--- Material for this task Enclosed Below ---

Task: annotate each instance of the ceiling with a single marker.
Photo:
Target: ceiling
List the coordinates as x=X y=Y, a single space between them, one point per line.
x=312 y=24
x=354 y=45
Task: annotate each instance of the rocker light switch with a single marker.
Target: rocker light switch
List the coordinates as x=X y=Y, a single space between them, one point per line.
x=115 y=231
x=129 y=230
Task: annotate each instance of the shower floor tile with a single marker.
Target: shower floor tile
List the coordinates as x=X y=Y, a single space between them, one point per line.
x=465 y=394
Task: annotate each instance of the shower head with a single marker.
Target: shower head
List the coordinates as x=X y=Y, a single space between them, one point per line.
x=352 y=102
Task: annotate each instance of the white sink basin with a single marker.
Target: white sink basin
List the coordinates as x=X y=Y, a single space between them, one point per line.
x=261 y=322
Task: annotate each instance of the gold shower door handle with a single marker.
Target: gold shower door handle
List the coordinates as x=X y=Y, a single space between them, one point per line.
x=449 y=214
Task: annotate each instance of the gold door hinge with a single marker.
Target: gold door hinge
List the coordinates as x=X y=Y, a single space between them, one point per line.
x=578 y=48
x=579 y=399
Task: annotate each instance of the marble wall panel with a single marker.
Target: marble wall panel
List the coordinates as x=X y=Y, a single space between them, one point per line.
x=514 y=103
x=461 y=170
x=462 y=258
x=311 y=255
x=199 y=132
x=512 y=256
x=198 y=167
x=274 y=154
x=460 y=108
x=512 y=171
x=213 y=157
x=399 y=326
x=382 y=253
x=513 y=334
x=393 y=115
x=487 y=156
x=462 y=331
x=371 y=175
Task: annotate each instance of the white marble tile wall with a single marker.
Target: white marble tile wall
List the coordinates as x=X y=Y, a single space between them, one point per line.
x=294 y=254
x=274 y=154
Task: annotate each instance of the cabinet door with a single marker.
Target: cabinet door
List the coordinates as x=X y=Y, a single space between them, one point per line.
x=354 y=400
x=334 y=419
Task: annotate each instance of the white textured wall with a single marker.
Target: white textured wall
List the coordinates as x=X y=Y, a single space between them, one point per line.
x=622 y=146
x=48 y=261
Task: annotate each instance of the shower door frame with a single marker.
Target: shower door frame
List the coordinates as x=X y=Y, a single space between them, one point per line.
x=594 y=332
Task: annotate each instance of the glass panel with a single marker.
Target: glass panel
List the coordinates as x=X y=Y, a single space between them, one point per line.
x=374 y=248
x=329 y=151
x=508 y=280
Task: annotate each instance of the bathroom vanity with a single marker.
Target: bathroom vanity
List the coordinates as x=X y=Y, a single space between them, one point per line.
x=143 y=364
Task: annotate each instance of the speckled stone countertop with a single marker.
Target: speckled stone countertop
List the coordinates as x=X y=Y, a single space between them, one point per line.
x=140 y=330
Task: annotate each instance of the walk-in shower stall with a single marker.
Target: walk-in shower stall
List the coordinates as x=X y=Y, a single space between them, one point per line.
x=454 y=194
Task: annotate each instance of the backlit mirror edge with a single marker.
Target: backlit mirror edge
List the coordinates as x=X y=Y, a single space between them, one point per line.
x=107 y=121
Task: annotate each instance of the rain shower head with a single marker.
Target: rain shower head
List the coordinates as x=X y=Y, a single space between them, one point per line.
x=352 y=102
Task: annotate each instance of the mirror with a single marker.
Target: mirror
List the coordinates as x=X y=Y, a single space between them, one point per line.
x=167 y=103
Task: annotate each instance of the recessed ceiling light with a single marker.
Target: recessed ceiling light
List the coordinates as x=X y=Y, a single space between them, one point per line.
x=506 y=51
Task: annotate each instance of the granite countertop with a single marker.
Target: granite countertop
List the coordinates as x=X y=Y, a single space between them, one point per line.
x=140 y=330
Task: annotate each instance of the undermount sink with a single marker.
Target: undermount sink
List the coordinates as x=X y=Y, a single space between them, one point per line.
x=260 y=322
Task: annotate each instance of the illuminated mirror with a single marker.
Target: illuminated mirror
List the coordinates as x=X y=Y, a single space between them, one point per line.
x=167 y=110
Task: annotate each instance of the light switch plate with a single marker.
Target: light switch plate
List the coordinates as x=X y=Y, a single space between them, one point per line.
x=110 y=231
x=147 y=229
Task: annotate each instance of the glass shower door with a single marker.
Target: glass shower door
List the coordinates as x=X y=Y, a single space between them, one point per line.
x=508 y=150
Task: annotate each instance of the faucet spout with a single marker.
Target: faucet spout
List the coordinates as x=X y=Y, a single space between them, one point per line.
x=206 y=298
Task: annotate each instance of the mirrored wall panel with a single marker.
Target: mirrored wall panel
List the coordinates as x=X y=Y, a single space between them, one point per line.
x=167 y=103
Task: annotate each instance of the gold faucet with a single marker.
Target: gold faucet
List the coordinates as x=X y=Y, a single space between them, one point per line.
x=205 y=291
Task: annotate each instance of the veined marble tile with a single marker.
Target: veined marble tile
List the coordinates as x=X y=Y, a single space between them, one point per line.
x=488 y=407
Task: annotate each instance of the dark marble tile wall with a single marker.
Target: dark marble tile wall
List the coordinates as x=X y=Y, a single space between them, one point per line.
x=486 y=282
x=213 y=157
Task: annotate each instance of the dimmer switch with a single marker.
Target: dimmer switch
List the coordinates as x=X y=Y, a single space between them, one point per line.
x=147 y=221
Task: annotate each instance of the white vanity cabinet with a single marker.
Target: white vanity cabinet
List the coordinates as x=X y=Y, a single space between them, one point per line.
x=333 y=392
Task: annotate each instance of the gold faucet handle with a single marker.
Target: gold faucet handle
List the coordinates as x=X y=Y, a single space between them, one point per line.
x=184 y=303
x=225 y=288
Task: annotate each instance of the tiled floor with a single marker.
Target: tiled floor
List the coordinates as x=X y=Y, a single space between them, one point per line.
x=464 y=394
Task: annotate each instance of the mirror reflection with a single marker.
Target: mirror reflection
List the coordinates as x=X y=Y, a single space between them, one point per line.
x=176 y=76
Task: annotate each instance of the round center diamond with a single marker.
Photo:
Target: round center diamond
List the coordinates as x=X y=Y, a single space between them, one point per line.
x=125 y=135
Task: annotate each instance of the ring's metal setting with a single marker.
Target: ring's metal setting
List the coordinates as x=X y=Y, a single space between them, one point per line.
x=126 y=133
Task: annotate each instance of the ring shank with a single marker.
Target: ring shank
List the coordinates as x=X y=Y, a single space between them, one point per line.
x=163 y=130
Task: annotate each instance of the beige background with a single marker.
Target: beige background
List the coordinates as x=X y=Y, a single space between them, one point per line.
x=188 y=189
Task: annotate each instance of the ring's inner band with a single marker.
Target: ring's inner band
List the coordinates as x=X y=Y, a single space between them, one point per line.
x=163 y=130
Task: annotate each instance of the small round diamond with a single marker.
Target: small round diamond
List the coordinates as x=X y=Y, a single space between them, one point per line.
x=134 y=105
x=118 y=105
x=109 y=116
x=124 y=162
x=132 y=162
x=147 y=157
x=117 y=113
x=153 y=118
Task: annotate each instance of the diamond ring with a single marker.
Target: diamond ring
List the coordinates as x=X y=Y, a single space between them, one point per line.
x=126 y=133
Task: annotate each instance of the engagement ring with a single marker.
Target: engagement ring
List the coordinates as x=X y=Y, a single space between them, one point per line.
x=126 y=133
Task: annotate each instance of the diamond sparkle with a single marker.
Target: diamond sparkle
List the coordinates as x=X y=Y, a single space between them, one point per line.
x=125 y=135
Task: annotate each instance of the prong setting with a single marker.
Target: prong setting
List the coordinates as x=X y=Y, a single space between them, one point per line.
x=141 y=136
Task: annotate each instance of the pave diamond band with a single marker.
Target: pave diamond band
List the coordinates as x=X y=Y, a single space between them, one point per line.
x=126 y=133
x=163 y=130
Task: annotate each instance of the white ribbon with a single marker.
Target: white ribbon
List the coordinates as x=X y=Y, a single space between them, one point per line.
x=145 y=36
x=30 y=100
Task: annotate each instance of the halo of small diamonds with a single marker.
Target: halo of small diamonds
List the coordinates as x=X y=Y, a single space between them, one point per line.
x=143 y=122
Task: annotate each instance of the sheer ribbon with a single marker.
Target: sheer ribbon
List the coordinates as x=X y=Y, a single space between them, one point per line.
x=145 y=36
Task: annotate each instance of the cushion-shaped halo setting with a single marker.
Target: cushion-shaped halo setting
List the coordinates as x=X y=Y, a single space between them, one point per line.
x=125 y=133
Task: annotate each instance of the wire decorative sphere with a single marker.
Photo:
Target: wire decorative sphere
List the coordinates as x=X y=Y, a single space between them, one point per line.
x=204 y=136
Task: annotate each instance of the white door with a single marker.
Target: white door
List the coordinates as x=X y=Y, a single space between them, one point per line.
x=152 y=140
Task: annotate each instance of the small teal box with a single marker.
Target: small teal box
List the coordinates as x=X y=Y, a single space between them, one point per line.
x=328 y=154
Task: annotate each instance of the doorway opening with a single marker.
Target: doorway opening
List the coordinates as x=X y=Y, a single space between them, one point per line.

--- End of Enclosed Material for this task ---

▶ Problem description:
Please give an exact copy of the lines above, beginning with the line containing "Task: annotate each instance of the white marble" and running through the line containing "Target: cabinet door", and of no other lines.

▶ Result:
Task: annotate each instance of the white marble tile wall with a single marker.
Target: white marble tile wall
List the coordinates as x=X y=Y, a single space between them, one point per line.
x=294 y=254
x=274 y=154
Task: annotate each instance of the cabinet door with a single marker.
Target: cabinet door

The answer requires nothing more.